**Stored items from a collection**

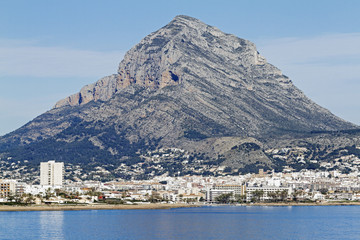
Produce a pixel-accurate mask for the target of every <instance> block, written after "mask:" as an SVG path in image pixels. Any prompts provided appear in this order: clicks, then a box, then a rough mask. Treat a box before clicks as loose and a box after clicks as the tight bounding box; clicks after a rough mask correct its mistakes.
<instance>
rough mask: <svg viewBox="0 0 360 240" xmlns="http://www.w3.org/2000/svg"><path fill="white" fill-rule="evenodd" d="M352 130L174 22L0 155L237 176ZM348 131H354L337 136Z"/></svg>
mask: <svg viewBox="0 0 360 240" xmlns="http://www.w3.org/2000/svg"><path fill="white" fill-rule="evenodd" d="M69 57H71V56H69ZM356 128H358V127H357V126H356V125H354V124H352V123H349V122H346V121H344V120H343V119H340V118H339V117H337V116H335V115H333V114H332V113H331V112H329V111H328V110H326V109H324V108H322V107H321V106H319V105H317V104H316V103H314V102H313V101H311V100H310V99H309V98H307V97H306V96H305V95H304V94H303V93H302V92H301V91H300V90H299V89H298V88H296V87H295V86H294V85H293V83H292V82H291V80H290V79H289V78H288V77H287V76H285V75H283V74H282V73H281V71H280V70H279V69H278V68H276V67H275V66H273V65H271V64H270V63H268V62H267V61H266V59H265V58H264V57H263V56H261V55H260V54H259V52H258V51H257V49H256V47H255V45H254V44H253V43H251V42H249V41H248V40H244V39H241V38H238V37H236V36H234V35H231V34H226V33H223V32H221V31H220V30H219V29H217V28H215V27H212V26H209V25H206V24H205V23H203V22H201V21H199V20H197V19H195V18H191V17H188V16H177V17H175V18H174V19H173V20H172V21H171V22H170V23H169V24H167V25H166V26H164V27H163V28H161V29H159V30H158V31H156V32H153V33H151V34H150V35H148V36H146V37H145V38H144V39H143V40H141V41H140V43H138V44H137V45H135V46H134V47H133V48H132V49H130V50H129V51H128V52H127V53H126V55H125V57H124V59H123V60H122V61H121V63H120V65H119V69H118V72H117V73H116V74H113V75H111V76H107V77H104V78H102V79H100V80H99V81H97V82H96V83H93V84H90V85H87V86H85V87H83V88H82V89H81V91H80V92H79V93H76V94H74V95H72V96H69V97H67V98H65V99H63V100H60V101H59V102H58V103H56V105H55V107H54V108H53V109H51V110H50V111H48V112H46V113H44V114H42V115H40V116H38V117H37V118H35V119H34V120H32V121H31V122H29V123H27V124H26V125H24V126H23V127H21V128H19V129H18V130H16V131H14V132H12V133H9V134H7V135H5V136H3V137H1V138H0V151H1V152H2V156H3V157H9V156H11V157H12V159H17V160H24V159H26V160H29V162H31V163H33V164H36V163H38V162H39V161H45V160H49V159H55V160H60V161H65V162H68V163H73V164H82V165H84V166H88V167H89V166H98V165H105V166H108V165H109V166H110V165H111V167H110V168H109V169H110V171H115V170H114V169H117V168H118V167H119V166H120V165H121V164H122V163H123V164H125V165H127V166H131V165H132V164H138V163H141V162H144V161H145V159H146V158H145V156H146V154H148V152H156V151H158V150H159V149H171V148H176V149H182V150H184V151H186V153H187V155H188V156H186V157H187V158H190V159H193V160H194V159H195V160H196V159H197V160H201V161H203V162H202V164H203V163H204V162H205V163H207V166H208V167H209V169H211V166H212V167H214V166H219V165H223V166H228V167H230V168H232V169H234V168H236V169H239V168H241V169H243V170H244V169H245V170H244V171H246V166H252V167H251V169H254V168H256V166H258V168H259V167H265V168H269V169H271V168H274V167H275V166H280V165H286V161H285V162H281V163H279V162H276V160H274V159H273V158H272V156H271V154H270V155H269V154H267V153H266V149H269V148H271V147H274V146H276V145H277V144H278V143H279V142H281V143H283V144H285V145H286V142H291V141H292V142H294V141H295V142H296V141H300V140H299V139H307V140H306V141H307V142H313V144H317V142H319V141H318V140H314V139H317V138H318V137H319V136H323V138H326V139H329V142H331V143H332V141H333V140H332V139H335V138H334V137H329V136H330V135H331V134H330V135H329V133H337V134H343V135H344V134H355V135H356V136H358V134H357V133H356V130H352V129H356ZM349 129H350V130H352V131H355V133H354V132H350V133H349V132H340V131H343V130H349ZM345 138H346V139H350V138H348V137H345ZM274 139H275V140H276V141H274ZM357 139H358V138H357V137H355V138H352V140H351V141H350V140H349V144H350V145H354V144H356V141H357ZM334 141H335V140H334ZM336 141H337V140H336ZM300 142H301V141H300ZM335 145H336V146H338V144H335ZM335 145H334V147H335ZM170 152H171V151H170ZM150 155H151V154H150ZM182 157H184V156H183V155H182ZM181 159H182V160H181ZM181 159H180V160H181V161H184V159H183V158H181ZM180 160H179V161H180ZM175 162H176V161H175ZM193 165H194V169H195V168H196V164H195V163H194V164H193ZM200 165H201V164H200ZM205 165H206V164H205ZM144 169H145V168H144ZM194 169H193V170H194ZM209 169H208V170H209ZM202 170H203V171H208V170H205V169H202ZM228 170H229V169H228ZM118 171H120V172H121V170H119V169H118ZM124 171H125V170H124ZM126 171H127V170H126ZM181 171H182V169H181V167H180V172H181ZM231 172H232V171H230V172H229V173H231ZM160 173H161V171H159V174H160ZM199 173H201V171H200V172H199ZM142 174H145V173H142ZM161 174H164V173H163V172H162V173H161ZM115 175H116V174H115ZM120 175H121V174H120ZM145 175H146V174H145ZM145 175H144V176H145Z"/></svg>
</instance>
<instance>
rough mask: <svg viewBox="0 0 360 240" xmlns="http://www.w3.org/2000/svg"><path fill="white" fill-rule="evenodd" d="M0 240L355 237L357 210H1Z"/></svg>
mask: <svg viewBox="0 0 360 240" xmlns="http://www.w3.org/2000/svg"><path fill="white" fill-rule="evenodd" d="M0 239H16V240H20V239H58V240H61V239H277V240H279V239H280V240H281V239H291V240H295V239H332V240H334V239H341V240H345V239H360V206H285V207H283V206H282V207H273V206H207V207H198V208H177V209H163V210H158V209H157V210H81V211H33V212H0Z"/></svg>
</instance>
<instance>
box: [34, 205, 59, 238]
mask: <svg viewBox="0 0 360 240" xmlns="http://www.w3.org/2000/svg"><path fill="white" fill-rule="evenodd" d="M39 221H40V224H39V239H54V240H62V239H65V237H64V232H63V227H64V212H63V211H42V212H40V216H39Z"/></svg>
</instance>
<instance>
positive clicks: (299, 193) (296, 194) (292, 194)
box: [292, 190, 302, 202]
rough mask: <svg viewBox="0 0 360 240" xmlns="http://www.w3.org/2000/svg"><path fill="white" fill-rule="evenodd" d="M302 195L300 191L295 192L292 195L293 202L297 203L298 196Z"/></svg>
mask: <svg viewBox="0 0 360 240" xmlns="http://www.w3.org/2000/svg"><path fill="white" fill-rule="evenodd" d="M301 193H302V191H301V190H295V191H294V192H293V194H292V197H293V201H295V202H297V201H298V200H299V198H298V196H299V195H300V194H301Z"/></svg>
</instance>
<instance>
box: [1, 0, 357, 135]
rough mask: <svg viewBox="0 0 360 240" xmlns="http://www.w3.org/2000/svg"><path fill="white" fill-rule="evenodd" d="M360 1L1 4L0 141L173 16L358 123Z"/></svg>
mask: <svg viewBox="0 0 360 240" xmlns="http://www.w3.org/2000/svg"><path fill="white" fill-rule="evenodd" d="M359 12H360V1H357V0H353V1H352V0H342V1H340V0H339V1H335V0H327V1H323V0H317V1H313V0H312V1H309V0H302V1H295V0H293V1H291V0H283V1H282V0H272V1H268V0H262V1H261V0H219V1H213V0H198V1H196V0H192V1H188V0H176V1H174V0H166V1H163V0H158V1H156V0H153V1H136V0H132V1H122V0H102V1H99V0H86V1H85V0H84V1H81V0H62V1H58V0H53V1H49V0H32V1H29V0H21V1H20V0H11V1H10V0H0V136H1V135H5V134H6V133H9V132H11V131H13V130H16V129H17V128H19V127H21V126H22V125H24V124H26V123H27V122H29V121H30V120H32V119H33V118H35V117H37V116H38V115H40V114H42V113H44V112H46V111H48V110H50V109H51V108H52V107H53V106H54V105H55V103H56V102H57V101H58V100H60V99H62V98H65V97H67V96H68V95H71V94H73V93H76V92H78V91H79V90H80V89H81V88H82V87H83V86H85V85H87V84H90V83H93V82H96V81H97V80H98V79H100V78H101V77H104V76H107V75H111V74H114V73H116V71H117V66H118V64H119V63H120V61H121V60H122V58H123V56H124V54H125V53H126V51H128V50H129V49H130V48H131V47H132V46H134V45H135V44H136V43H138V42H139V41H140V40H141V39H142V38H144V37H145V36H146V35H148V34H149V33H151V32H154V31H156V30H158V29H159V28H161V27H163V26H165V25H166V24H167V23H168V22H170V21H171V20H172V19H173V18H174V17H175V16H176V15H188V16H192V17H195V18H198V19H200V20H201V21H203V22H205V23H207V24H209V25H212V26H216V27H218V28H219V29H220V30H222V31H223V32H227V33H232V34H234V35H236V36H238V37H240V38H244V39H248V40H250V41H252V42H254V43H255V44H256V46H257V48H258V51H259V52H260V54H262V55H263V56H264V57H265V58H266V59H267V60H268V62H270V63H272V64H273V65H275V66H276V67H278V68H279V69H281V70H282V72H283V73H284V74H285V75H287V76H289V77H290V79H291V80H292V81H293V83H294V84H295V85H296V86H297V87H298V88H300V89H301V90H302V91H303V92H304V93H305V94H306V95H307V96H308V97H309V98H310V99H312V100H314V101H315V102H316V103H318V104H319V105H321V106H323V107H325V108H327V109H329V110H330V111H331V112H333V113H334V114H336V115H337V116H339V117H341V118H343V119H345V120H347V121H350V122H353V123H355V124H358V125H360V101H359V99H358V96H359V92H360V29H359V28H360V17H359Z"/></svg>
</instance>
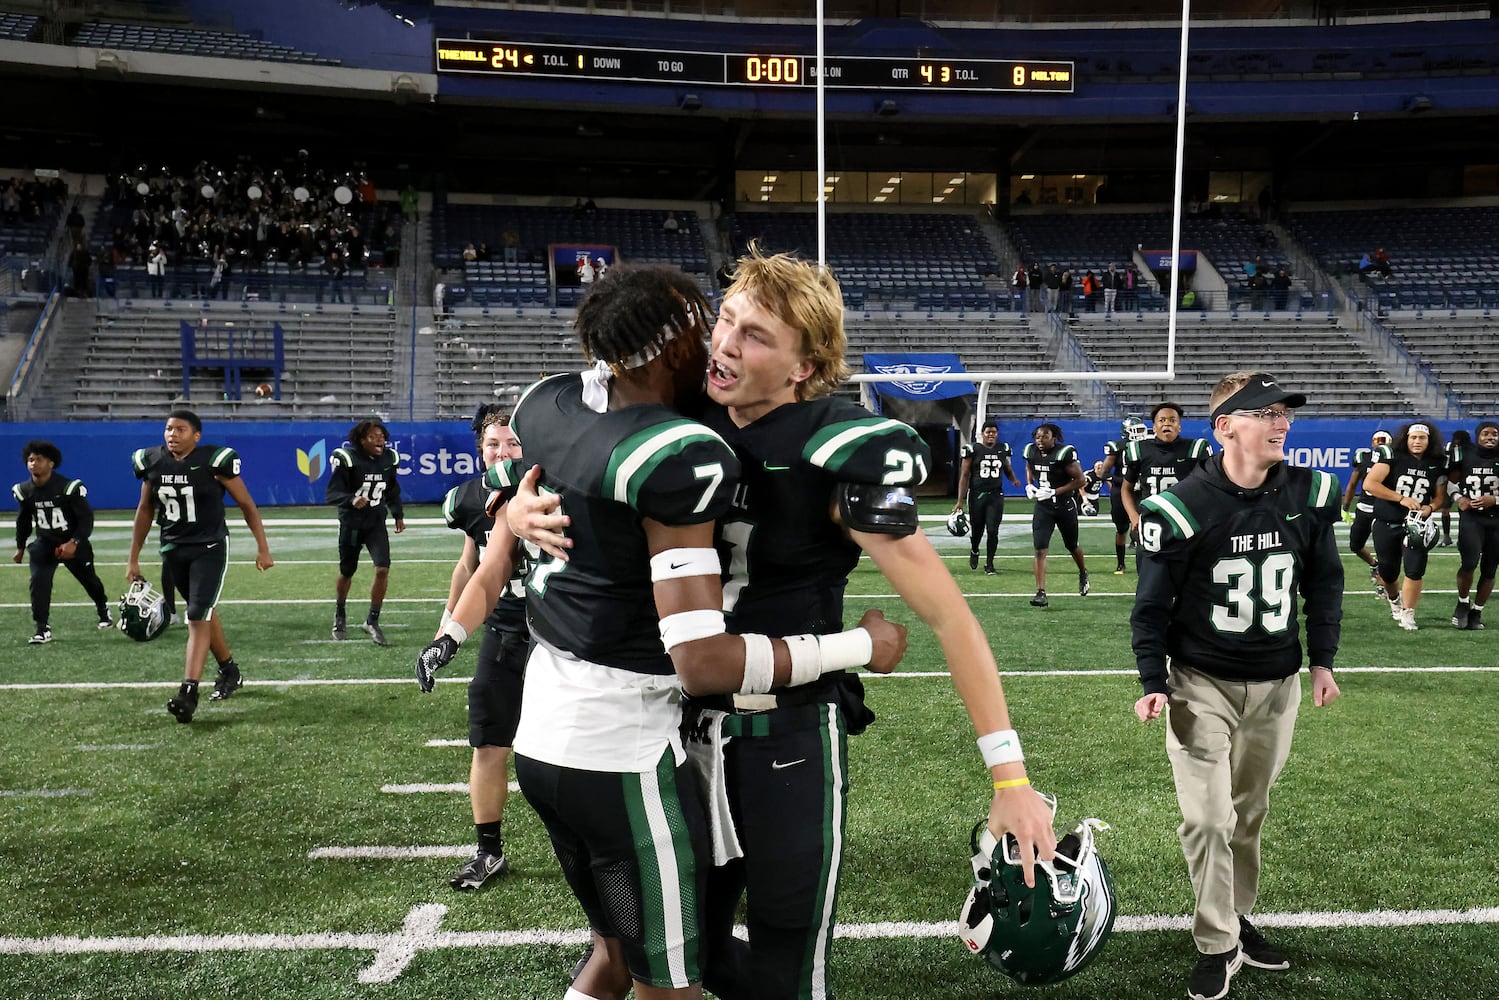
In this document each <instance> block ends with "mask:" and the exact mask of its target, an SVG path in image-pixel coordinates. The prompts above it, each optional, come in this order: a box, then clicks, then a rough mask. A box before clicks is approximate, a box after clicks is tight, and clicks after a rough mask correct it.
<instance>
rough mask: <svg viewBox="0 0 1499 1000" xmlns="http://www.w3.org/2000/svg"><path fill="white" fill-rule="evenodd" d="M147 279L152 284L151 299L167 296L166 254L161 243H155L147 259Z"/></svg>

**Problem statement**
Match on "image" and report each line of the data above that has it.

**Answer space**
Produce a pixel-accurate mask for the target of every <instance> block, written after "mask:" as an SVG path in image pixels. Any prompts provided appear in this order: clicks, then a box, then a rough mask. Treat a box before clicks as loose and a box after clicks as the tight bounding box; clicks after a rough mask correct its mistakes.
In this document each <instance> block ends with "mask:" and the exact mask of its target, an SVG path in image-pixel coordinates. The prompts above it, each optional, come in this order: a box, then clicks, then a rough mask. A box before clicks is approximate, a box after clicks is tight, and clicks after a rough mask correct it.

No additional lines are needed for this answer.